TEXT SEGMENT »

UBS CEO promises to boost wealth management profits

In third quarter, bank's global wealth management unit saw pre-tax profits rise 3%

Oct 25, 2018 @ 9:34 am

By Bloomberg News

As UBS Group reported strong third-quarter results, CEO Sergio Ermotti pledged to drive wealth management profit higher and cut costs as he seeks to revive the bank's shares.

The bank's net income for the third-quarter period beat the highest estimate, with pre-tax profit also ahead of expectations. Net income increased to 1.25 billion francs ($1.25 billion), while pre-tax profit came in at 1.67 billion francs ($1.67 billion).

The global wealth management unit's profit before taxes rose 3% in the third quarter, while the unit's income and expenses both rose by 2%.

At the bank's investor day in London, Mr. Ermotti cited a bolder set of financial targets, including profit growth in private banking and a commitment to cut about 800 million francs ($800 million) of costs and further boost capital. The bank kept a January goal of attracting net new money and said it's ahead on its share buyback plans. It also said it may take longer than expected to meet some of its goals.

Mr. Ermotti is under pressure to show investors how the bank can reap greater profits from a merger of its two wealth management businesses and revive a lackluster share price. As competitors close in, some investors have approached the bank to ask about performance, people with knowledge of the matter have said. A 2-billion-franc ($2 billion) share buyback plan earlier this year was questioned by investors who said the bank had room to do more.

‘Broadly Consistent'

"Previous guidance was for up to 2 billion francs which we still believe could be increased over time," Citigroup analysts led by Andrew Coombs wrote in a note to investors, saying the bank could return double that figure to 2020. "UBS's financial targets are broadly consistent with existing consensus."

Chief financial officer Kirt Gardner said at the investor day that the bank would update investors on its buyback and dividend plans at the time of its fourth-quarter results.

(More: No changes to compensation plan for UBS advisers in 2019)

Changed Targets

The bank had already modified targets in January, underwhelming analysts and investors who had argued that they were too conservative and the bank should do more to improve returns and bring down costs. On Thursday the lender said it has already exceeded its buyback target for the year, acquiring 650 million francs of stock. It expects to boost its dividend by a mid- to high-single-digit percent per year.

"I'd say the good third-quarter results saved the day," said Martin Moeller, a fund manager at private bank UBP. He holds UBS shares.

While UBS shares have declined about 23% this year, that's still better than rivals Credit Suisse Group, which has lost about 27% and Julius Baer Group Ltd.'s 26% drop. UBS shares rose 1.9% in Zurich to 13.50 francs.

REQUEST 1 » Gather every line of the entries that contains the string "floor", treating uppercase and lowercase letters as different.
REQUEST 2 » Write what comes next in the UBS article, starting after its last sentence.
The UBS article and the entries have no connection to each other.

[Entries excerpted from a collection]
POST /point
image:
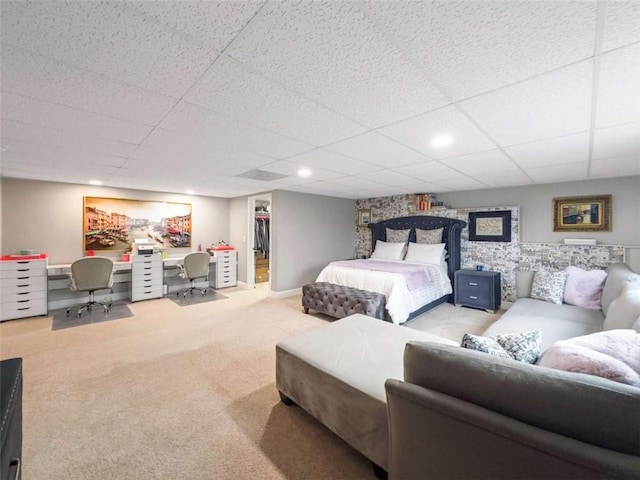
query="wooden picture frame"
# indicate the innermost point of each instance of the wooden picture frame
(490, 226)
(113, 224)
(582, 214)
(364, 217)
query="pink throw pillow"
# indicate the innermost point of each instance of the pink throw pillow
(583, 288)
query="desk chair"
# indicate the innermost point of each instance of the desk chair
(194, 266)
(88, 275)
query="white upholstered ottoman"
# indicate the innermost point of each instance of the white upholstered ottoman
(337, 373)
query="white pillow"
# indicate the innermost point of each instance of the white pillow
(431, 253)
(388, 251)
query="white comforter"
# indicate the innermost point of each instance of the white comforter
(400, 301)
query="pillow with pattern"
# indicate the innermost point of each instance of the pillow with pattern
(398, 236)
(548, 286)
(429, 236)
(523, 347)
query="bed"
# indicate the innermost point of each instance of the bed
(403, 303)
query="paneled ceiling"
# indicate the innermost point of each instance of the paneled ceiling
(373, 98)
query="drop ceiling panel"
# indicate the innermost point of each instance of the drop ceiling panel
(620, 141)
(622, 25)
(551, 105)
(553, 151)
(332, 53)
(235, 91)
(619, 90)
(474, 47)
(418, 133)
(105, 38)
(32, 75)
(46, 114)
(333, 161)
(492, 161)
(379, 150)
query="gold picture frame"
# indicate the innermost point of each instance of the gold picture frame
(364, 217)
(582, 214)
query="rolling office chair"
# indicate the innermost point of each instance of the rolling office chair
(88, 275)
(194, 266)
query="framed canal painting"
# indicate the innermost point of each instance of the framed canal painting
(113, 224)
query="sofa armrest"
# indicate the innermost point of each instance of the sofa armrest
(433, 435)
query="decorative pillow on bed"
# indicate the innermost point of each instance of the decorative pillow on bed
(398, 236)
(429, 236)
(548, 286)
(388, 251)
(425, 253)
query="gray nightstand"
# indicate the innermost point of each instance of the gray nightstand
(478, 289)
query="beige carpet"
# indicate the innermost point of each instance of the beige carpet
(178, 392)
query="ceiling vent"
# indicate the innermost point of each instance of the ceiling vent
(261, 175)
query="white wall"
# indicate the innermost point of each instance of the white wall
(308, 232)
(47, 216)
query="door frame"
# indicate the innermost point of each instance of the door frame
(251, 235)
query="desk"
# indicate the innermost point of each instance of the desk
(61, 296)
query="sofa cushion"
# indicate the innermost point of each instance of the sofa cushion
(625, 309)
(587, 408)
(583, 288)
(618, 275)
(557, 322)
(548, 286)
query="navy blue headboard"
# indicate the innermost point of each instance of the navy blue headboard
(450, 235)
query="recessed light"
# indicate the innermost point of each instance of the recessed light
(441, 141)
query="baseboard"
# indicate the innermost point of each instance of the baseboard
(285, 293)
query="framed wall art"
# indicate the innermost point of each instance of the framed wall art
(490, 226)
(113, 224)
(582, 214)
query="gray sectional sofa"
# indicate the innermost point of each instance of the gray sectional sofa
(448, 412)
---
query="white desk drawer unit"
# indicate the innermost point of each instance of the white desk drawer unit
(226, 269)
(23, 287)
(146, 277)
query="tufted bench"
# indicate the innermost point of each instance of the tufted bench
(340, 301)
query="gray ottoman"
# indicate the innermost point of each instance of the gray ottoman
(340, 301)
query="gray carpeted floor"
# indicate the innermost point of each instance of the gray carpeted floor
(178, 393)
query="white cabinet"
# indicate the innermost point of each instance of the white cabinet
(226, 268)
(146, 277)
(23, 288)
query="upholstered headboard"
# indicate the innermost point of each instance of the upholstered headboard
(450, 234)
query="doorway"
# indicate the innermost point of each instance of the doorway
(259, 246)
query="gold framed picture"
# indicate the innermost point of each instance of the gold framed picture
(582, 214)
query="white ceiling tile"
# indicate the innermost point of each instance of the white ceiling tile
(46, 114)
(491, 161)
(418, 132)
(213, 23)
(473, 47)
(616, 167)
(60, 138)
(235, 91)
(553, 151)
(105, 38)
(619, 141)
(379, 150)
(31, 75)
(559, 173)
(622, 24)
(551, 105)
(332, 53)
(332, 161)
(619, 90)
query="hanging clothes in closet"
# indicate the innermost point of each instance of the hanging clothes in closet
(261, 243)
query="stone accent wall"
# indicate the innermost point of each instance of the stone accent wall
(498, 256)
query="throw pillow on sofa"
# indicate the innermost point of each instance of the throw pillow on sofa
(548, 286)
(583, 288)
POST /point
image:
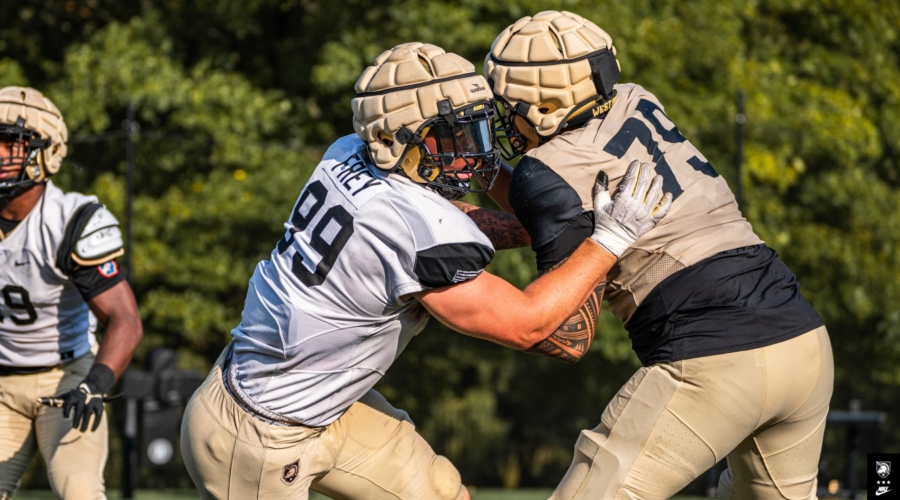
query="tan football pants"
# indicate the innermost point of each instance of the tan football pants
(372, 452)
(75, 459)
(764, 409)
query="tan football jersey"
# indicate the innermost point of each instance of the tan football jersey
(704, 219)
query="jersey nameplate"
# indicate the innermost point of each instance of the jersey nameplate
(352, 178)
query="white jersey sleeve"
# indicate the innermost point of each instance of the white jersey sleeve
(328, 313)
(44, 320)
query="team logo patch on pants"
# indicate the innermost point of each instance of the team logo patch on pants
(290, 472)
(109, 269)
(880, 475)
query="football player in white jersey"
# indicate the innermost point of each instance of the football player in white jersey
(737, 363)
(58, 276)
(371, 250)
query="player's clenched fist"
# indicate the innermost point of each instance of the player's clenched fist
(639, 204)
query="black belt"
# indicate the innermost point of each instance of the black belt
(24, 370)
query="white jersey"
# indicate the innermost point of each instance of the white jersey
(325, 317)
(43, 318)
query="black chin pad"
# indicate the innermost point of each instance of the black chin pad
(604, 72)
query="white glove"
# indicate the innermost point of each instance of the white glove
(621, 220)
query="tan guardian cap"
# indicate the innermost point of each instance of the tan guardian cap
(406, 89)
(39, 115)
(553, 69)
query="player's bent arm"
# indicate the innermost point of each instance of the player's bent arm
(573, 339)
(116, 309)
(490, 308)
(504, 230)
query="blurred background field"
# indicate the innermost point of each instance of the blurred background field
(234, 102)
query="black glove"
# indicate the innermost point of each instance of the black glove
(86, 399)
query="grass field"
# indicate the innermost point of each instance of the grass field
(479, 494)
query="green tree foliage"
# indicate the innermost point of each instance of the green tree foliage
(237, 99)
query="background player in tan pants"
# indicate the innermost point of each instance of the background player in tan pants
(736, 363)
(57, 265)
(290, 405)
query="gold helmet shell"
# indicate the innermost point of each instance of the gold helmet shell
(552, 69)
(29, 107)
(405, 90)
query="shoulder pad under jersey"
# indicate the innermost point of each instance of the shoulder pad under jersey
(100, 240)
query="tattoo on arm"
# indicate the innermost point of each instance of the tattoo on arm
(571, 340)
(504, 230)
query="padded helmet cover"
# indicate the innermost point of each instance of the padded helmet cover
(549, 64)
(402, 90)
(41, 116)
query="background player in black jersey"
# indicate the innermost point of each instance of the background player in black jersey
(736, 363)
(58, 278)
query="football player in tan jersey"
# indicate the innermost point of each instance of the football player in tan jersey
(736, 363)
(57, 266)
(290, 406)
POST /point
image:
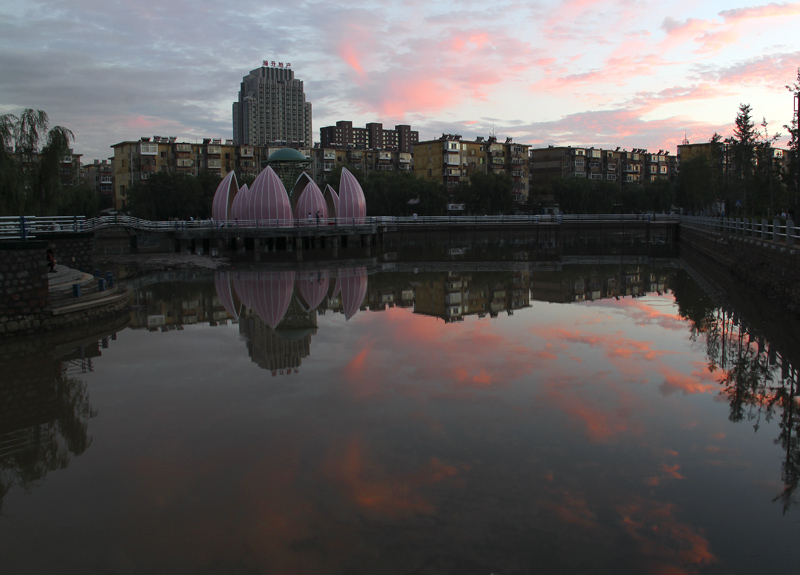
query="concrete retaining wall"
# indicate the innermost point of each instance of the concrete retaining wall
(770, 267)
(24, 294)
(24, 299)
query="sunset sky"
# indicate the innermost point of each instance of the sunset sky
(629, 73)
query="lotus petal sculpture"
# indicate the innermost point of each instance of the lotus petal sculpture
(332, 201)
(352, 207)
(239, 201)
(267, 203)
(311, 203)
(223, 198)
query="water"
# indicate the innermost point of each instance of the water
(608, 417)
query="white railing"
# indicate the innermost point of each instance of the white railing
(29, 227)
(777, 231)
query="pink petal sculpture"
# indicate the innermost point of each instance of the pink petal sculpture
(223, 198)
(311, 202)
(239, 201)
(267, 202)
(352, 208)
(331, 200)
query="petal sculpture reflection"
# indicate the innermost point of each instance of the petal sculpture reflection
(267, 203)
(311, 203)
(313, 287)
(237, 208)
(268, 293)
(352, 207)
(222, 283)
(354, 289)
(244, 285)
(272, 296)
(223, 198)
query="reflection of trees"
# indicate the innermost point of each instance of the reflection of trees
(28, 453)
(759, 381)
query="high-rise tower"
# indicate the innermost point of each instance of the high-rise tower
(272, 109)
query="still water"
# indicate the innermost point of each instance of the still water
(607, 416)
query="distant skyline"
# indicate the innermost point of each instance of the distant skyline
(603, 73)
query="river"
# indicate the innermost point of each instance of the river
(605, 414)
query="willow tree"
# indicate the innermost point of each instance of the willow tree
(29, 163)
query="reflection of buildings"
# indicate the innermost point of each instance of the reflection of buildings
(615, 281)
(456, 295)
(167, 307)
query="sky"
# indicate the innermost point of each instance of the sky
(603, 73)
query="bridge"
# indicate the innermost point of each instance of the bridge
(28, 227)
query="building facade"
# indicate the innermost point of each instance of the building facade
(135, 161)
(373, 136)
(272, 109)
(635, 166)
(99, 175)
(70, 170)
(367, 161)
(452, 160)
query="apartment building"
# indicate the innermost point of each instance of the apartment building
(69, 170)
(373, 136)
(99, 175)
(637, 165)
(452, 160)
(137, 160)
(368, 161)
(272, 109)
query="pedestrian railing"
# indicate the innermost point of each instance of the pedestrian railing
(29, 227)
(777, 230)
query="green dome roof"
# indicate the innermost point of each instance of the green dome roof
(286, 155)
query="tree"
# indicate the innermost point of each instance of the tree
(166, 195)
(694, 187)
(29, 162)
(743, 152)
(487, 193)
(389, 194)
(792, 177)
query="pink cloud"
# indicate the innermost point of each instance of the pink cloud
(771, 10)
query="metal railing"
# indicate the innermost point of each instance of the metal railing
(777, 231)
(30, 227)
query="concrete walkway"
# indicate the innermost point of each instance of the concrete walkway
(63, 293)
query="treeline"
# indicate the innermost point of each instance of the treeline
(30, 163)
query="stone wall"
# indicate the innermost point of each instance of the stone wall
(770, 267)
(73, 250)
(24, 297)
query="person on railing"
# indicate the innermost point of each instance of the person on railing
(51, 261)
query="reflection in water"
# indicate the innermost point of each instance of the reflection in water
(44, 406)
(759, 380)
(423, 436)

EXERCISE RESPONSE 1 »
query="gray carpeted floor"
# indicate the innermost point of each instance of the gray carpeted floor

EXERCISE RESPONSE 2 »
While seeking to convince investors about the potential of the wealth management business, Mr. Ermotti is contending with the sudden departure of investment banking head and top dealmaker Andrea Orcel, who is leaving the lender to become chief executive officer of Banco Santander. The investment bank had outperformed other units in recent quarters, with the bank saying strategy is set to remain unchanged under newly minted co-heads Piero Novelli and Rob Karofsky.

The appointment of Martin Blessing and Tom Naratil as co-presidents of the combined global wealth management business puts two potential successors to Mr. Ermotti at the top of the bank's most important unit, responsible for the bulk of pre-tax profit.

(More: UBS laying off dozens of wealth management staff)

Mr. Ermotti and Mr. Gardner faced a grilling from analysts about why the new targets in January — from group profitability to net new money — weren't more aggressive. Mr. Ermotti defended the goals as ambitious, "realistic" and achievable considering the lack of clarity from a macroeconomic and geopolitical standpoint.

Tech Upgrade

Separately, the bank said it is pursuing the biggest overhaul of its systems at the wealth management business in the Americas in almost two decades as it seeks to compete in the region.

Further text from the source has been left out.